Written request » Count the lines in the data below that contain the string "upholstered", with uppercase and lowercase treated as different. Give only the number.

>> BEGIN

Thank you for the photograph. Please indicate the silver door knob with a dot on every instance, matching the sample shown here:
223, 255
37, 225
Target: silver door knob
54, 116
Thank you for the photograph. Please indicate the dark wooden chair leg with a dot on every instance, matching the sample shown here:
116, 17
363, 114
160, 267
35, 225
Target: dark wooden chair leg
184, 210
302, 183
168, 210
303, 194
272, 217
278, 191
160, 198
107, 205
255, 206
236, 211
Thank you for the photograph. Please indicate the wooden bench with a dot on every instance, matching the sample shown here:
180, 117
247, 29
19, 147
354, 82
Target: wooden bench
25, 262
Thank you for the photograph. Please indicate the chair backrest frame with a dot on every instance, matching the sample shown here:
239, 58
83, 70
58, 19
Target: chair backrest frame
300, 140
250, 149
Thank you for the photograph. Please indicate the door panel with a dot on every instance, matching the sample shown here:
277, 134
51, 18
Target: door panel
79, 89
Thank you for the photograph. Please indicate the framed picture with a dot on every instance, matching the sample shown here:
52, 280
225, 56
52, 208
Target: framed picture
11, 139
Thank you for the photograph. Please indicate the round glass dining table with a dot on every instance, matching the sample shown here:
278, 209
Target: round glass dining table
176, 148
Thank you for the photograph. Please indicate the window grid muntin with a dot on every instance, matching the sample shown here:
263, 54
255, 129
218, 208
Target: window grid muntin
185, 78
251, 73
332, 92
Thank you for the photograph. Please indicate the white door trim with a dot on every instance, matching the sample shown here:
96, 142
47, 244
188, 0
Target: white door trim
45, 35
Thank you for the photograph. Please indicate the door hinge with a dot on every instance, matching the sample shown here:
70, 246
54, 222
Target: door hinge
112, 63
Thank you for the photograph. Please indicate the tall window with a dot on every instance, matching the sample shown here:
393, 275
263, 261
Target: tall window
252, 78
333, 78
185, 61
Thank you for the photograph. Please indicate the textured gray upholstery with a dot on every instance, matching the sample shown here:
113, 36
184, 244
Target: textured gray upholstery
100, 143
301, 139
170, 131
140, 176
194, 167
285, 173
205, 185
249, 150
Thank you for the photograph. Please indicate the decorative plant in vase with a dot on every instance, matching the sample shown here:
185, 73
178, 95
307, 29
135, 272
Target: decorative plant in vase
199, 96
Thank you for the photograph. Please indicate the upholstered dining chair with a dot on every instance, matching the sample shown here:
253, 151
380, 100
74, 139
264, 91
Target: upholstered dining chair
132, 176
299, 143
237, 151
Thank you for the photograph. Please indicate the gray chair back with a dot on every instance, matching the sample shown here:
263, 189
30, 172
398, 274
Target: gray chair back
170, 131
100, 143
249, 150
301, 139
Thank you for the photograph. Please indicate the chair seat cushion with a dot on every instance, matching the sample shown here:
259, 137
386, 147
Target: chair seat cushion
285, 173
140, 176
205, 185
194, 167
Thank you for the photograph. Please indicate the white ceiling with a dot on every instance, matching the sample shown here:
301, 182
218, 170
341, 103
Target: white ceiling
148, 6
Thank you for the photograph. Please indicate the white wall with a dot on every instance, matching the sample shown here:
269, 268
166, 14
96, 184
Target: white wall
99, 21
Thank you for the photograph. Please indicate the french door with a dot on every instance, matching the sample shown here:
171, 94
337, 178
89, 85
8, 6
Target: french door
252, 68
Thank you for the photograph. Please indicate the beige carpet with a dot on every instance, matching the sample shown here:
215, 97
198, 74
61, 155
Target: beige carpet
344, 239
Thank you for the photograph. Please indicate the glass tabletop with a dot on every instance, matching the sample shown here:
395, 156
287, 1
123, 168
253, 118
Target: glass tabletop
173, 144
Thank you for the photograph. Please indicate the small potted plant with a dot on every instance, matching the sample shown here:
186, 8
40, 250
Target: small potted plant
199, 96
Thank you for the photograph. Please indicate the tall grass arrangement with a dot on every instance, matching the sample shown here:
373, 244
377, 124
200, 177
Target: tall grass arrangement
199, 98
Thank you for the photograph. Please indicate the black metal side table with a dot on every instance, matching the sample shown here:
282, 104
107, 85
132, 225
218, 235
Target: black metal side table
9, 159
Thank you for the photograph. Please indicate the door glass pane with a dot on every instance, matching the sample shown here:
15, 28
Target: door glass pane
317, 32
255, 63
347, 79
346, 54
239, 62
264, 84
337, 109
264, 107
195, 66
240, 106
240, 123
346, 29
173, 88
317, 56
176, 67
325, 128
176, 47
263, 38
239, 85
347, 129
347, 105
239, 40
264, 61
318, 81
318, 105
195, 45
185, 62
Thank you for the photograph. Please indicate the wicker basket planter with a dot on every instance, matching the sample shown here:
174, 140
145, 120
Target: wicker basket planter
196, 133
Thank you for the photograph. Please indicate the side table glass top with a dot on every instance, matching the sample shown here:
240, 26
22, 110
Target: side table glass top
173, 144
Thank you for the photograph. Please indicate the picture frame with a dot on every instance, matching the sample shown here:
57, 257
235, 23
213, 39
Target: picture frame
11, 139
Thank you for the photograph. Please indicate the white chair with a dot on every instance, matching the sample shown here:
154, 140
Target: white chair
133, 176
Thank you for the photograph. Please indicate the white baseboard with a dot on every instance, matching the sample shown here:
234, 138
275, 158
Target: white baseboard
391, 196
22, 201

>> END
>> BEGIN

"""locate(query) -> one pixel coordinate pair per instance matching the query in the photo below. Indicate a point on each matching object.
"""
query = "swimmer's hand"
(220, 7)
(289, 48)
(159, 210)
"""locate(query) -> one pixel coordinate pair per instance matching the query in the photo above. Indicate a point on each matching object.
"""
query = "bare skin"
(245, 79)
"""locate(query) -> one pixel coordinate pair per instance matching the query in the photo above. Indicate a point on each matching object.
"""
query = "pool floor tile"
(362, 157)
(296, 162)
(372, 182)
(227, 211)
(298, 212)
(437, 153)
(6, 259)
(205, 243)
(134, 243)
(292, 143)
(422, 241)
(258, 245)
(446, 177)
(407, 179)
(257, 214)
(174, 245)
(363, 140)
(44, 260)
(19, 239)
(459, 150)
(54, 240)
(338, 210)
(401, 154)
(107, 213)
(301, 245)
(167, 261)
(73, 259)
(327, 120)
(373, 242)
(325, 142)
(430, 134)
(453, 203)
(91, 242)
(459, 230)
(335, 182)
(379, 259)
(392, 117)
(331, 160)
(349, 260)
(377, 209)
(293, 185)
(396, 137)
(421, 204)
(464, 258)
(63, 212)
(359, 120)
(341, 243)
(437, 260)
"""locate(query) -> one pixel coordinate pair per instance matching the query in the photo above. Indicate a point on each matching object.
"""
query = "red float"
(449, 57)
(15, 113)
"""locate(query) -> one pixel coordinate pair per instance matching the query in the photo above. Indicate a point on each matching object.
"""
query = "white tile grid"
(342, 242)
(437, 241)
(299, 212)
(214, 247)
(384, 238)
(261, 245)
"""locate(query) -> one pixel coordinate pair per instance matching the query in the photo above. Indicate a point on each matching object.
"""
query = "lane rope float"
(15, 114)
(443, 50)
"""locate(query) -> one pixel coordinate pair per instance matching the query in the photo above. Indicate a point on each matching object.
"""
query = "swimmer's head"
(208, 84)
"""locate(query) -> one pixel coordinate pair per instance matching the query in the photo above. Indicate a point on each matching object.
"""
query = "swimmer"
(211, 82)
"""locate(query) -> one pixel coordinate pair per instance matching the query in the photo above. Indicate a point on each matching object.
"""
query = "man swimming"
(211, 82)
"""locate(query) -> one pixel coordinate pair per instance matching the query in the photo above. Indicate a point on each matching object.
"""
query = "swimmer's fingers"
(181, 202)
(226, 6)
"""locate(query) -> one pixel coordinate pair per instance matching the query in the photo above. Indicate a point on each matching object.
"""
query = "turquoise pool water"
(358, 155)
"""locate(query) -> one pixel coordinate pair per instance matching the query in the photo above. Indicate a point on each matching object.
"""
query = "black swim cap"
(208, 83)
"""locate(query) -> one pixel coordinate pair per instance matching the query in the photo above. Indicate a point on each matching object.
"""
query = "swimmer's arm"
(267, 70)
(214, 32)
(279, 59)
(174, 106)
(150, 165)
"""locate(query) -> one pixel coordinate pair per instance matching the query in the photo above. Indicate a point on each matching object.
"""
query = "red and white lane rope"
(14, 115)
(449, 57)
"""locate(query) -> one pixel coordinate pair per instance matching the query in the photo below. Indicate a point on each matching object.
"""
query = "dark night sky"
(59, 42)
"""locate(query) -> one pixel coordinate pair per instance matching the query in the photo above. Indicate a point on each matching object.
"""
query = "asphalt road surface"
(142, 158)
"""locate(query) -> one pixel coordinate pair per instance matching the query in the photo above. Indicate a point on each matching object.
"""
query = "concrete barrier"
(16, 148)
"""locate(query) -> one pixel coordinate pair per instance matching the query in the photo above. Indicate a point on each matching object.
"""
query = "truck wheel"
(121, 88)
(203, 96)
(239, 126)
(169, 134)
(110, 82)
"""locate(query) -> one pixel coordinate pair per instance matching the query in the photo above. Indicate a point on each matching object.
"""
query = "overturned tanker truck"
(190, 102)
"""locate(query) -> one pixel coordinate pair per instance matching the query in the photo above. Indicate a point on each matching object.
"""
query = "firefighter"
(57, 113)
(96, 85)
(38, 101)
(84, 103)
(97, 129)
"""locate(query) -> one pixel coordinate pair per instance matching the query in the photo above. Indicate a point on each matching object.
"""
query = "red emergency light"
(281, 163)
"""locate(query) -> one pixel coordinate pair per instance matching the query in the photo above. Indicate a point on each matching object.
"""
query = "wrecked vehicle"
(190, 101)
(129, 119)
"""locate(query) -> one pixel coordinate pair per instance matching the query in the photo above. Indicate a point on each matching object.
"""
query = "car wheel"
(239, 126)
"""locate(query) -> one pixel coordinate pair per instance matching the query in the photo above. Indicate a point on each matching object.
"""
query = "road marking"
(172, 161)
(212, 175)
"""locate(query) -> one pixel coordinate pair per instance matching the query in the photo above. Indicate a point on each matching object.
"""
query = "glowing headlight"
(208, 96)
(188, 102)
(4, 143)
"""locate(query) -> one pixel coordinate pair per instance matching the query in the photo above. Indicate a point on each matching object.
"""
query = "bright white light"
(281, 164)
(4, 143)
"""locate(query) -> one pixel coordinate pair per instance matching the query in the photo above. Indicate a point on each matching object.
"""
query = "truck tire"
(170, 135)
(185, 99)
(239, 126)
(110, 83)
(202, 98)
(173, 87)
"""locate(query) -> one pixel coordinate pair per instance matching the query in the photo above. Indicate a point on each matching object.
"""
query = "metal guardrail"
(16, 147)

>> END
>> BEGIN

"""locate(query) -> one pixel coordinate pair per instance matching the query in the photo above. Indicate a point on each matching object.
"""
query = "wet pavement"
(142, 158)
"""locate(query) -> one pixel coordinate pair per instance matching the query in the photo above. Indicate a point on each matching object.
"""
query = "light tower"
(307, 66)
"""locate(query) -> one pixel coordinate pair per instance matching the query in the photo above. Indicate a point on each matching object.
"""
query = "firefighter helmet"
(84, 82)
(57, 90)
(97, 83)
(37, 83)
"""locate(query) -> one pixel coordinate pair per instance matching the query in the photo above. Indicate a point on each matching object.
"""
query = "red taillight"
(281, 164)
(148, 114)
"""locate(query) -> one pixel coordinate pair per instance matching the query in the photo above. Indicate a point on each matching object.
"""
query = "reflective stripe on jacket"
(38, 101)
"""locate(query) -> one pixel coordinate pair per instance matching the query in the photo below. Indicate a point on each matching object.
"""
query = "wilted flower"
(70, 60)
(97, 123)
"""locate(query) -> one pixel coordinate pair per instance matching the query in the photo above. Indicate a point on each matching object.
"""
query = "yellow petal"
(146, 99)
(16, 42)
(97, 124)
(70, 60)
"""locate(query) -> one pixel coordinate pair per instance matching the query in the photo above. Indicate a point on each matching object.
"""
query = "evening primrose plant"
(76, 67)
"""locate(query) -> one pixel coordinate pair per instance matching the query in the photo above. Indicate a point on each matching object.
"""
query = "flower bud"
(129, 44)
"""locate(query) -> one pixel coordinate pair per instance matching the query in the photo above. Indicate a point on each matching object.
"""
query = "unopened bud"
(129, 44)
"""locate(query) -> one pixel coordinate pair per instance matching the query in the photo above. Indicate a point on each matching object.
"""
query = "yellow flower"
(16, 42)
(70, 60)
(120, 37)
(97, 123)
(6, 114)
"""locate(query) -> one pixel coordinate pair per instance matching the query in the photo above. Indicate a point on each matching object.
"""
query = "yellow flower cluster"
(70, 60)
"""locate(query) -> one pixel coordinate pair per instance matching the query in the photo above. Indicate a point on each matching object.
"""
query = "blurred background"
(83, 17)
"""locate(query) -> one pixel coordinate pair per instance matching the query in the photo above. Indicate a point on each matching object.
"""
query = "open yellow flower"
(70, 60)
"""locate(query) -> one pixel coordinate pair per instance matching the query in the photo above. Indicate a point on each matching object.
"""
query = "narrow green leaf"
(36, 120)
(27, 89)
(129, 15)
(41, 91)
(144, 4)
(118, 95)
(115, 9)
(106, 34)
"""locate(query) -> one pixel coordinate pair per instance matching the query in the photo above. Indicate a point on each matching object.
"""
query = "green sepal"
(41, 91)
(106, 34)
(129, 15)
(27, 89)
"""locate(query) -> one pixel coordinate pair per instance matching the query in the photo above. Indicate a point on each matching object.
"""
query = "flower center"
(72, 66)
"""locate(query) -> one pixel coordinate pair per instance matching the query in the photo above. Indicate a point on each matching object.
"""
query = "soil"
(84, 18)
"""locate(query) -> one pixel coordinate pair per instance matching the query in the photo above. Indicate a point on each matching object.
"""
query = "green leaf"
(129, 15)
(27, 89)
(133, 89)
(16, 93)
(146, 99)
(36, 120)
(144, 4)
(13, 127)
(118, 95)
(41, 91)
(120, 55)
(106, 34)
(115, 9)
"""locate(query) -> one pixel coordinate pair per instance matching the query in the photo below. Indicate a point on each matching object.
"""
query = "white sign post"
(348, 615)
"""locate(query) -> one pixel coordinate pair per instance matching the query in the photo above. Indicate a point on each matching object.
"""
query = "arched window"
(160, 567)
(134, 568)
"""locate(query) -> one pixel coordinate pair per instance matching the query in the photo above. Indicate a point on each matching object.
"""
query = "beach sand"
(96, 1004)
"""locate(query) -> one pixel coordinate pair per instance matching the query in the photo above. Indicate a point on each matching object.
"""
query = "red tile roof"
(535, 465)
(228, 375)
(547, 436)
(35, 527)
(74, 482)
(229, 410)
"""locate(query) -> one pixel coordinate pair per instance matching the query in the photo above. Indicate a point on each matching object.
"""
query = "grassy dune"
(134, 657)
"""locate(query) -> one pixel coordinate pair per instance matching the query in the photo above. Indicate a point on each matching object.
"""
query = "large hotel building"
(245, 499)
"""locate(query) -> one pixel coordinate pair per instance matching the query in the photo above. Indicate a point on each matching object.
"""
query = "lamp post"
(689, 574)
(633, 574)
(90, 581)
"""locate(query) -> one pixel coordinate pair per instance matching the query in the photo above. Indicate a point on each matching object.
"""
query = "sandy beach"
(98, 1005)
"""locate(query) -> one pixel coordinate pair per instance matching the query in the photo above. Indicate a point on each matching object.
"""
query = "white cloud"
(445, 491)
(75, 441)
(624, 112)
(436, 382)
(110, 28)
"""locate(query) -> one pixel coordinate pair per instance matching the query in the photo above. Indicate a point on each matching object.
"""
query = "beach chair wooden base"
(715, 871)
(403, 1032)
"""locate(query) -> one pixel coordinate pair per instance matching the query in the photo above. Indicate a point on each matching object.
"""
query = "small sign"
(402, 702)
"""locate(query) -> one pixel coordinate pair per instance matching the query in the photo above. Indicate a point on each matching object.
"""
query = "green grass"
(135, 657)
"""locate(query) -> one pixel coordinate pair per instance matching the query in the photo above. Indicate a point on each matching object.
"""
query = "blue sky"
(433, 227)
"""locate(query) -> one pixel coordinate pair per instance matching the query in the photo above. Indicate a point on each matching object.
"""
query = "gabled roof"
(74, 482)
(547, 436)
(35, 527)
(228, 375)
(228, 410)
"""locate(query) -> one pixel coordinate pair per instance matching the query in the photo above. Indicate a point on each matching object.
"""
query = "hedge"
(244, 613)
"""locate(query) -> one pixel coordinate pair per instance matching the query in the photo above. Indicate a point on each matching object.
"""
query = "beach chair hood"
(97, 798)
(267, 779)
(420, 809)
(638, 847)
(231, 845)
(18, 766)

>> END

Exercise result » 2